§ **Text provided**
*-*-*

Symposium: Localism, Shmocalism - Intercollegiate Studies Institute

Symposium: Localism, Shmocalism

This article is in response to “Reject Jingoism and Groupthink” by Daniel Larison and is part of the symposium on “Conservatism: What’s Wrong With It and How Can We Make It Right?”

Mr. Larison is skeptical of any type of centralization or universalization. Everything ought to be local: locally grown food, local elections, and a local sheriff who has served more terms than The Andy Griffith Show has had reruns on TV Land. Wonderful. I always did like Jersey corn.

But what about technology? What about the fact that liberalism has, more or less since its founding, tended toward centralization? Sure monarchies were toppled in the beginning, but what of the growth in state apparatuses proportional to the growth in modern technology? Cities are bigger than ever, requiring bigger police forces with access to more technology. For instance, here in Britain, almost every corner seems to have a security camera watched by the local authorities. Fine and dandy. But I imagine the money for those cameras comes from the national government.

*-*-*

§ **Required tasks**
• A. According to the symposium response, why do cities need bigger police forces with access to more technology?
• B. Continue the symposium response on localism, starting after its final sentence.

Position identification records
*-*-*

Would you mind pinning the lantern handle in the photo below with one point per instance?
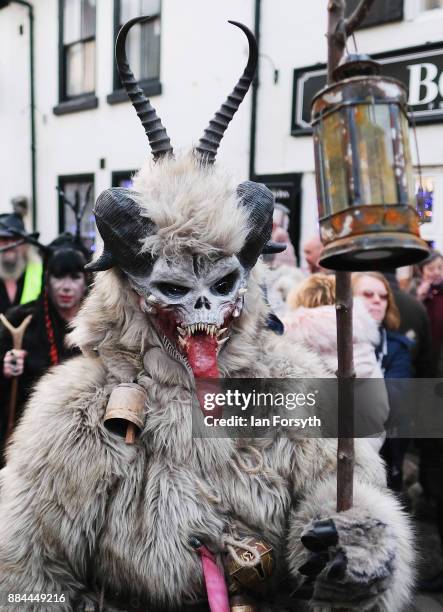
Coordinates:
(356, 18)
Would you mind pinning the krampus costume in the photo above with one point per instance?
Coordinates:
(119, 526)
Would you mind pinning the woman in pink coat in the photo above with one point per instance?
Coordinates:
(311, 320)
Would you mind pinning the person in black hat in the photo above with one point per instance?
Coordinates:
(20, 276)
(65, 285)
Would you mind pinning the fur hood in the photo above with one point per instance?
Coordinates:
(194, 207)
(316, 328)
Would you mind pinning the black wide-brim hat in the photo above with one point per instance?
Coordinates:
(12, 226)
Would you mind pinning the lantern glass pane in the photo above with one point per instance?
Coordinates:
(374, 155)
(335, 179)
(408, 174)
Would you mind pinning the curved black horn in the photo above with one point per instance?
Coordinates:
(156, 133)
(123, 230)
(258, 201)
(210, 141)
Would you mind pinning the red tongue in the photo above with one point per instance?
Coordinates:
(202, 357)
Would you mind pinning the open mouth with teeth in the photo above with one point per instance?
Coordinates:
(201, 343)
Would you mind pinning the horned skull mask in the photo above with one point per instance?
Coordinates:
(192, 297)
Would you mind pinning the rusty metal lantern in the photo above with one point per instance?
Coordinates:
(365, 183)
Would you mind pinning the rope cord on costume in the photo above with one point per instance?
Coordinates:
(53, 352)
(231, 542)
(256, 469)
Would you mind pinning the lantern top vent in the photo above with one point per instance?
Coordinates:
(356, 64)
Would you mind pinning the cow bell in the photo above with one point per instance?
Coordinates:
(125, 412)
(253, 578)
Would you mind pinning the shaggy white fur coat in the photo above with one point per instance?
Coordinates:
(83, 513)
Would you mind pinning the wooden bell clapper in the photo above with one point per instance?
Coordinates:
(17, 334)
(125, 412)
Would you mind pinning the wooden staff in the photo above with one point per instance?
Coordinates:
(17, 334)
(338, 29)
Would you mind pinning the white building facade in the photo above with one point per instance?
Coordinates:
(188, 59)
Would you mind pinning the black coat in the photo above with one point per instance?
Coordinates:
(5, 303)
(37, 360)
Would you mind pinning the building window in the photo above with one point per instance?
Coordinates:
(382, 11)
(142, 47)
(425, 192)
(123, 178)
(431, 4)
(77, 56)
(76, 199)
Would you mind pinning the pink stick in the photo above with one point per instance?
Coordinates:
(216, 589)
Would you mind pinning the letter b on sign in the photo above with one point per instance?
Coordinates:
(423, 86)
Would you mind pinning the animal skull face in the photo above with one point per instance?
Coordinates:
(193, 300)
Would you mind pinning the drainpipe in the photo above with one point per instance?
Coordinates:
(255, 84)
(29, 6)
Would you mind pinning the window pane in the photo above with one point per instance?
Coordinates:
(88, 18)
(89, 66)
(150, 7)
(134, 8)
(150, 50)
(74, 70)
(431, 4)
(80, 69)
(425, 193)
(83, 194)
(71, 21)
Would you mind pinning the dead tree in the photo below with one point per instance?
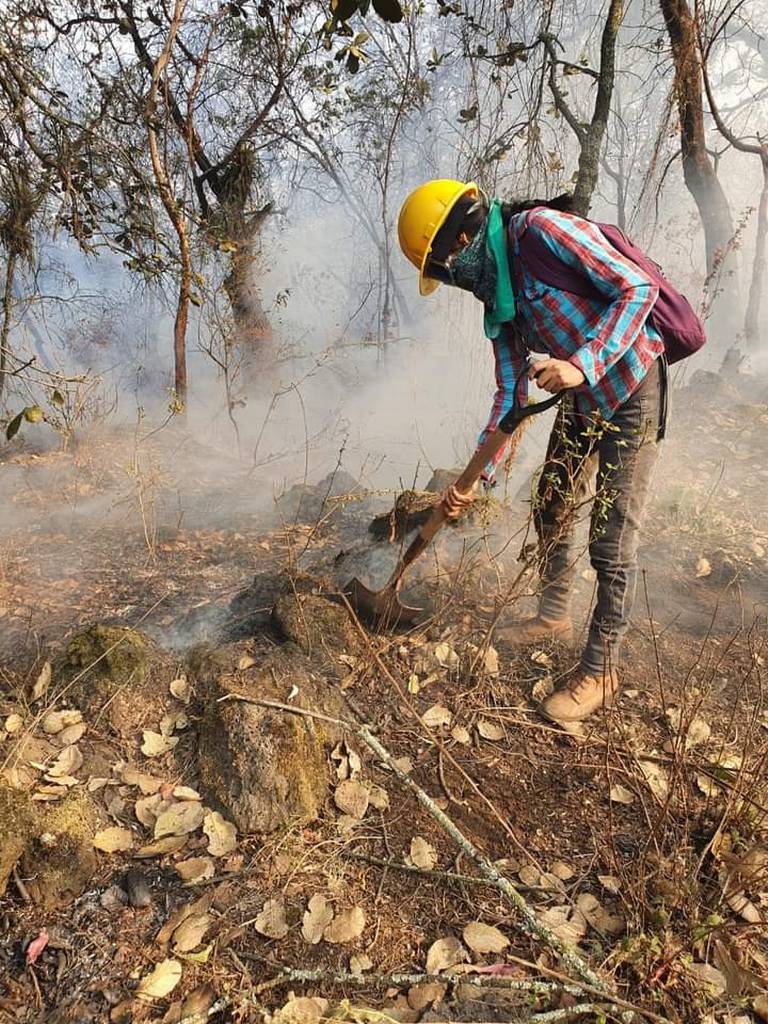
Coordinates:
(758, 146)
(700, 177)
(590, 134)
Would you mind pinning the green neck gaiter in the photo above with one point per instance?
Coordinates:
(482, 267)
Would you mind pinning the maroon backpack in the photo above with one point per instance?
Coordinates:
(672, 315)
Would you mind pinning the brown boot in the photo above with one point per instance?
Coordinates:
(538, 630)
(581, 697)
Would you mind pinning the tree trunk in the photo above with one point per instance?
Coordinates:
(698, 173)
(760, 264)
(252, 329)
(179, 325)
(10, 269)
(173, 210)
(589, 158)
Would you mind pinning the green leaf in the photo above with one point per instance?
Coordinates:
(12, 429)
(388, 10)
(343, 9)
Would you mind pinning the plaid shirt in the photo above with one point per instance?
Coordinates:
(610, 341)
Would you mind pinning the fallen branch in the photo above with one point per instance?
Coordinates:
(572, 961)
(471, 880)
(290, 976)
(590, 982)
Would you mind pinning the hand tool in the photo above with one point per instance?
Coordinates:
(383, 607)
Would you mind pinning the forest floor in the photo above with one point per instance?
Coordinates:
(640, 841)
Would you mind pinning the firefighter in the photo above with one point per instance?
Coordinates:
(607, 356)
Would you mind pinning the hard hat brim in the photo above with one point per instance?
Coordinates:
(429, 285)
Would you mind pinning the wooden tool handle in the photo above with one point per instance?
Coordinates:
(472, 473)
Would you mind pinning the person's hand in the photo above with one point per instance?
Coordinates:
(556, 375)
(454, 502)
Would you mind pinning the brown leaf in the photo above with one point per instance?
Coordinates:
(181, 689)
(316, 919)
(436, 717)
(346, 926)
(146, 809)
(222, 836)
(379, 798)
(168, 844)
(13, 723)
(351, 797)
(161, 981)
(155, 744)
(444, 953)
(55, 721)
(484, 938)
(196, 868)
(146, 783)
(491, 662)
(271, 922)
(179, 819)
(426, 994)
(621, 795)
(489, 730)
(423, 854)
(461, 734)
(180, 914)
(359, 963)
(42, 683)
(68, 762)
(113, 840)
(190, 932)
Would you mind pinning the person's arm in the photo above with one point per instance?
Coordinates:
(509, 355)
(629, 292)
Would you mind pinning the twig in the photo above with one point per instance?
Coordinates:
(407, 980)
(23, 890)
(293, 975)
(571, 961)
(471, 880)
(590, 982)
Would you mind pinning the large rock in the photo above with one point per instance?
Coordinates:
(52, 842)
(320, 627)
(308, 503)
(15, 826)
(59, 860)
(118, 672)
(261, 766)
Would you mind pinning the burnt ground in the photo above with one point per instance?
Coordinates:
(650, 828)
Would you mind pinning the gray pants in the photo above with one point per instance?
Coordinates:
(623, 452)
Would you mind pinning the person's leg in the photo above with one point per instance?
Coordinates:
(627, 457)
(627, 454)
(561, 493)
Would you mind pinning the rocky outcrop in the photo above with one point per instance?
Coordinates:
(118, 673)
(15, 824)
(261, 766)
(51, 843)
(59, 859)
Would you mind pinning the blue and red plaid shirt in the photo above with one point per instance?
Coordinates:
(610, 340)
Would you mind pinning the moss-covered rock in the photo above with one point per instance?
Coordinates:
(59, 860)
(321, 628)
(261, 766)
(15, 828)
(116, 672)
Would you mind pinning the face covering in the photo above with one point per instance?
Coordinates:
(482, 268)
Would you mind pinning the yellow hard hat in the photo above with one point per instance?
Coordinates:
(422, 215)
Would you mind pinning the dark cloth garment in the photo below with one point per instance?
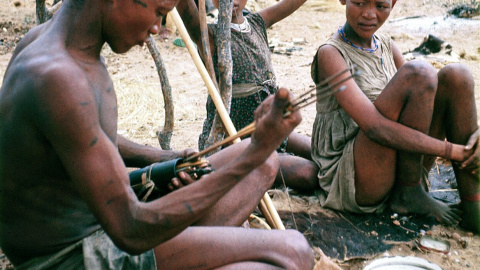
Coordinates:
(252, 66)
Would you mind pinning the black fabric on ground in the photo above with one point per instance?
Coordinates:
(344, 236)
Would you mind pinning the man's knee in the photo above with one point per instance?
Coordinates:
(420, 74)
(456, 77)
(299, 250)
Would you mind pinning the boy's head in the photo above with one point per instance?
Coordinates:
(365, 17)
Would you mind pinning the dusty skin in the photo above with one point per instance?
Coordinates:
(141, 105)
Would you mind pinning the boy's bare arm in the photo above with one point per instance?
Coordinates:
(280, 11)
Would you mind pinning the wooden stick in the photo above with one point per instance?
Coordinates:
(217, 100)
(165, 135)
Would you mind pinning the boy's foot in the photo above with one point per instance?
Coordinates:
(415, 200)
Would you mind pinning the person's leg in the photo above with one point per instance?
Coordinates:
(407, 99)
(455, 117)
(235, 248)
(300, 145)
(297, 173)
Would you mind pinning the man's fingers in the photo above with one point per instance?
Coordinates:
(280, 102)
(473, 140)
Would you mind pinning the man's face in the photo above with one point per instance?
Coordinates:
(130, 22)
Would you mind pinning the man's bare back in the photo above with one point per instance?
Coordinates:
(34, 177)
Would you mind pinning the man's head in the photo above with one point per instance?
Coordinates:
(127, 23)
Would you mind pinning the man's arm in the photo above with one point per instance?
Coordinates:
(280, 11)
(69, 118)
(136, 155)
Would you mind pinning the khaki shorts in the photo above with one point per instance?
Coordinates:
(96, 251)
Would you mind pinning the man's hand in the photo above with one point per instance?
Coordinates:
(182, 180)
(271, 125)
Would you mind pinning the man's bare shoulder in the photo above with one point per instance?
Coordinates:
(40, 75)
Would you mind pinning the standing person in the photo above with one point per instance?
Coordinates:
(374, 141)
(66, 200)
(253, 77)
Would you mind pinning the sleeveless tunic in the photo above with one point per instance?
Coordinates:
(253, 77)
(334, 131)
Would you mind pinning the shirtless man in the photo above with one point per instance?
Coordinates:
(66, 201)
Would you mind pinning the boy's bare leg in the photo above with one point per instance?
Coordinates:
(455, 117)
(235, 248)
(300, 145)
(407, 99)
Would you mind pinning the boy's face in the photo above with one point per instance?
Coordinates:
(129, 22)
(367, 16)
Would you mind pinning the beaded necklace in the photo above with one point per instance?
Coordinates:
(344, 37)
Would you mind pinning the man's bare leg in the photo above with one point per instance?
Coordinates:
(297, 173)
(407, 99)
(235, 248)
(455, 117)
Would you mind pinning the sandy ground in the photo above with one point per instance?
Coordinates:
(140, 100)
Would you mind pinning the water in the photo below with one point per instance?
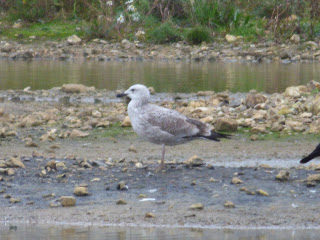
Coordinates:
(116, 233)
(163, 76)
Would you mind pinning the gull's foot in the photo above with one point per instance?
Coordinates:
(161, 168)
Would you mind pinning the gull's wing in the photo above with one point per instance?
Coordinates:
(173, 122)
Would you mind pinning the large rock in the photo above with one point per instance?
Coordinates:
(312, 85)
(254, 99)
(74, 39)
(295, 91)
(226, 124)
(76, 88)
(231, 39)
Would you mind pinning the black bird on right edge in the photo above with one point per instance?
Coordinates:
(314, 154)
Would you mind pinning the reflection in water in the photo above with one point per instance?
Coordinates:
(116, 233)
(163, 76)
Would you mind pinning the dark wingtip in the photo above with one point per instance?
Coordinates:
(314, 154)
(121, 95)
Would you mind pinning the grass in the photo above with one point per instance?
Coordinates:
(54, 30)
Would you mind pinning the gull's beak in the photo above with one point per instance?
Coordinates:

*-*-*

§ **Answers to the exercise**
• A. Cities need bigger police forces with more technology because, as the symposium response states, cities are bigger than ever.

• B.
Oh boy. We have a problem. Localism might be incompatible with the growth of that nasty, addictive behemoth: technology. Technology requires lots of money, lots of money requires lots of taxation, and lots of taxation requires a broad area over which to tax. Need I go on? Kojève speaks of a “universal and homogenous state” as the necessary outcome for the modern world. The scary part is his logic seems spot on. The UN, the EU, the World Bank, and the existence of Chinese food in small German towns all point towards one thing: globalism.

Now before your Marxist undies get in a bundle, my point is not to promote this globalism, nor to attack the localism I hold dear. My contention is that localism is hard in a necessarily technological world. 15th century France didn’t have McDonalds and that’s not just because they didn’t have ball pits and high fructose ketchup. Our world is our world because of our technological destiny, which requires centralization. It’s not that we’re smarter than past peoples, our obsession is simply different.

And so while localism is a noble cause we must find a way to reconcile it with our increasingly centralized world. Does Plato not tell us that democracy can end in centralized tyranny? Does it not seem that technology and modernity can only exacerbate this trend? Localism must be smart localism; it cannot convey an absolute skepticism of authority, but must acknowledge our historical moment. To stand athwart history yelling stop cannot work as long as our society loves iPhones and Facebook.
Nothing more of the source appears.